--- PROBLEM STATEMENT ---
An exact copy of the listing is what is needed here; write it out in full.

-=-=-=-=-

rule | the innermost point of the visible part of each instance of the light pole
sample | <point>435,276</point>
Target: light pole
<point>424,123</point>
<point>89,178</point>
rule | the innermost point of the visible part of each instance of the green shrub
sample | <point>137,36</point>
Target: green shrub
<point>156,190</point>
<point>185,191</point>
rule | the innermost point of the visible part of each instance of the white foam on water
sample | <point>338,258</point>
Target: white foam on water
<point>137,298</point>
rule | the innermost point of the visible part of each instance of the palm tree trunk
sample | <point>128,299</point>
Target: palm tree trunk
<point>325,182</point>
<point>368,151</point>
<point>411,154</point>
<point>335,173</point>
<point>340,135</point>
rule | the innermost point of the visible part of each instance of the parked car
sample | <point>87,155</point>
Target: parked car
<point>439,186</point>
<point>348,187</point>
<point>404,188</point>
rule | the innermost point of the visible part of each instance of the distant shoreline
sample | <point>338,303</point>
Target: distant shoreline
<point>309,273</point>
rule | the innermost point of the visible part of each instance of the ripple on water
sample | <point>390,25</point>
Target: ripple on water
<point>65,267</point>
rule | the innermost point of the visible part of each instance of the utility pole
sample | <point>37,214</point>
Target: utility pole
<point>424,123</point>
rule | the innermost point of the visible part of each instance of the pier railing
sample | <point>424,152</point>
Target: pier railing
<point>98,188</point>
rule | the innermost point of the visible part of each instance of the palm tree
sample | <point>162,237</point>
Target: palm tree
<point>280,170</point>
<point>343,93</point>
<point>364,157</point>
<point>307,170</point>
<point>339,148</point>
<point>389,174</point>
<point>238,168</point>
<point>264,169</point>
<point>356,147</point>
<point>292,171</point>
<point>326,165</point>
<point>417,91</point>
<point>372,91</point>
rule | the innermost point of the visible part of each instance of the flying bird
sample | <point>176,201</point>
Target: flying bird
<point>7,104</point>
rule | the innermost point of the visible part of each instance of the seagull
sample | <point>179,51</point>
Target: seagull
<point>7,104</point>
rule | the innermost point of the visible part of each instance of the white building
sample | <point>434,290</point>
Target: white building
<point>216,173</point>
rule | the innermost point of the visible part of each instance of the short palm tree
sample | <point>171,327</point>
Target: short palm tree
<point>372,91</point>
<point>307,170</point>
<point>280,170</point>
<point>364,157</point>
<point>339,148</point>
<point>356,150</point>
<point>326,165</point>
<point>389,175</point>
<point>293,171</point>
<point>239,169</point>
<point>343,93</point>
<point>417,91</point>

-=-=-=-=-

--- COMPLETED EXERCISE ---
rule | the innermost point of the visible part of each instance of the light pole
sample | <point>435,276</point>
Target: light pole
<point>424,123</point>
<point>89,178</point>
rule | the innermost point of the visible part of each instance of the green shrub
sample | <point>137,36</point>
Target: green shrub
<point>156,190</point>
<point>185,191</point>
rule | the innermost point of the visible part of each instance of the white foam on water
sample | <point>338,258</point>
Target: white foam on water
<point>137,298</point>
rule | the innermost point of the visible part of each instance of the palm tree trunk
sample | <point>128,299</point>
Target: palm tree trunk
<point>325,182</point>
<point>368,151</point>
<point>411,154</point>
<point>335,173</point>
<point>340,135</point>
rule | the innermost point of the visible part of each instance of the parked car
sample | <point>87,155</point>
Target: parked car
<point>439,186</point>
<point>348,187</point>
<point>404,188</point>
rule | the innermost point of the visible part of each instance of the distant shoreline
sample | <point>338,303</point>
Target: distant shoreline
<point>309,273</point>
rule | the innermost point of the visible part of each instance of the ripple on water
sample | <point>390,25</point>
Target: ripple on water
<point>65,267</point>
rule | the innermost point of the visible part of each instance of the utility pole
sample | <point>37,214</point>
Target: utility pole
<point>424,123</point>
rule | the innermost point of the visible part of each instance of the pier railing
sample | <point>424,152</point>
Target: pier railing
<point>98,188</point>
rule | the innermost point of the visible part of each instance of the palm tree
sample | <point>162,237</point>
Target: palm tree
<point>280,170</point>
<point>343,93</point>
<point>364,157</point>
<point>307,170</point>
<point>339,148</point>
<point>389,174</point>
<point>238,168</point>
<point>264,169</point>
<point>356,147</point>
<point>292,171</point>
<point>326,165</point>
<point>417,91</point>
<point>372,91</point>
rule | the innermost point of the visible part of each instance of the flying bird
sample | <point>176,201</point>
Target: flying bird
<point>7,104</point>
rule | the innermost point of the visible part of each instance of the seagull
sample | <point>179,51</point>
Target: seagull
<point>7,104</point>
rule | the innermost point of the visible part of each instance of the white building
sample | <point>434,290</point>
Target: white building
<point>216,173</point>
rule | the innermost point of the visible part of each instance of the short palm tree
sample | <point>171,327</point>
Target: short palm tree
<point>372,91</point>
<point>307,170</point>
<point>280,170</point>
<point>364,157</point>
<point>339,148</point>
<point>356,150</point>
<point>326,165</point>
<point>389,175</point>
<point>293,171</point>
<point>239,169</point>
<point>343,93</point>
<point>417,91</point>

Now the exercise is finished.